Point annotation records
- - - - -

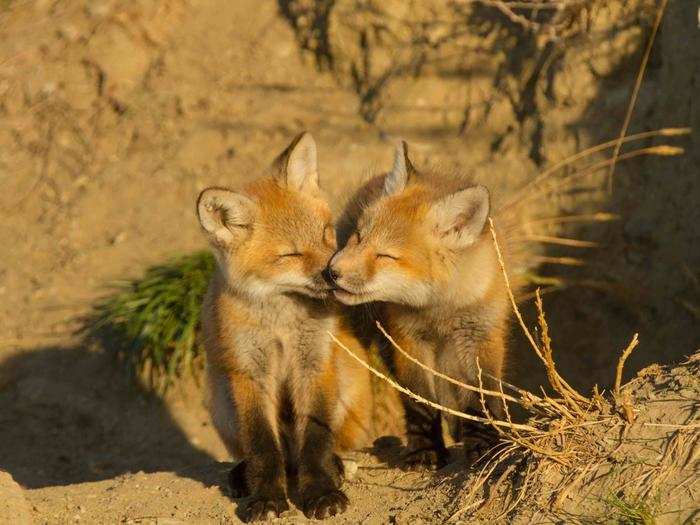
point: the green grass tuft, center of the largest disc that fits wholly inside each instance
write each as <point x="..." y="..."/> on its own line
<point x="625" y="512"/>
<point x="152" y="323"/>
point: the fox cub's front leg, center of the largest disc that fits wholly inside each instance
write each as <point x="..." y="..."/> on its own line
<point x="320" y="469"/>
<point x="263" y="469"/>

- - - - -

▶ **Stated exercise**:
Could you render the records above as a two-column CSV with the header "text" and "answer", one row per record, every field quoted and line breaks replaced by spaces? Leave the pictures out.

▶ **Reply to the exercise**:
text,answer
"point: the green grass tuft, center of the largest disc that fits wholly inside each instance write each as <point x=""..."" y=""...""/> on its own line","<point x=""625"" y=""512""/> <point x=""152"" y=""323""/>"
"point: the fox cub's front leg, center of the largest disc that fits wholly inside each instance write each as <point x=""..."" y=""...""/> on its own line","<point x=""320"" y=""469""/> <point x=""263"" y=""469""/>"